◆ Excerpted passage
----------------

If you do it this way using NPN transistor, the NPN transistor will never fully turns ON. At most its emitter has a voltage of 4.2V. By using a PNP transistor instead(emittter to +5V, collector to LED common anode), the PIC will turn it ON fully(a LOW on output pin so the logic is reversed) no problem, giving near 5V to the LED common anode.

hjl4 said:
So, PORTB, would be sinking the current, would'nt it(cathodes)???
Click to expand...

Only an output port can source (give out) or sink (accept) current, while an input port is usually of high impedance and provides neither.

hjl4 said:
Now when I setup PORTB, do I initialize it as all inputs(1), or a 0.(making them outputs).??
Click to expand...

One controls the direction of a port using the corresponding TRIS register. TRISB=0 is for all eight pins as output, while TRISB=0xFF, all pins are input.

----------------

◆ Data for this task
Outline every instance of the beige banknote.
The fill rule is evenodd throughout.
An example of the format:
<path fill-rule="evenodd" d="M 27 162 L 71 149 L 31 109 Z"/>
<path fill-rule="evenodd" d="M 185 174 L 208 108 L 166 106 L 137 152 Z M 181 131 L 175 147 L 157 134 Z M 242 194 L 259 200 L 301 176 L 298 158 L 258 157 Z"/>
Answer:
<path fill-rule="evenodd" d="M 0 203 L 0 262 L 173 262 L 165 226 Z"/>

----------------

◆ Work to do
• a. Render the listing as a Markdown table with columns Row and Line, from its first line up to and including the line containing "27 162 L 71", one row per line, with blank lines omitted.
• b. Write what comes next in the forum thread on driving LEDs from PIC ports, picking up right after its final sentence.

◆ Responses
• a.
| Row | Line |
|---|---|
| 1 | Outline every instance of the beige banknote. |
| 2 | The fill rule is evenodd throughout. |
| 3 | An example of the format: |
| 4 | <path fill-rule="evenodd" d="M 27 162 L 71 149 L 31 109 Z"/> |

• b.
hjl4 said:
If segment A,B and C, are on, display showing 7, what state are the PORTB pins RB0, RB1 and RB2. High or Low
Click to expand...

Of course they are low=0, i.e. PORTB should be given a value of 0xF8 or 0B11111000.
 
I have had no problems in the past just using the pic to drive the displays, i.e. not using transistors to switch the segments.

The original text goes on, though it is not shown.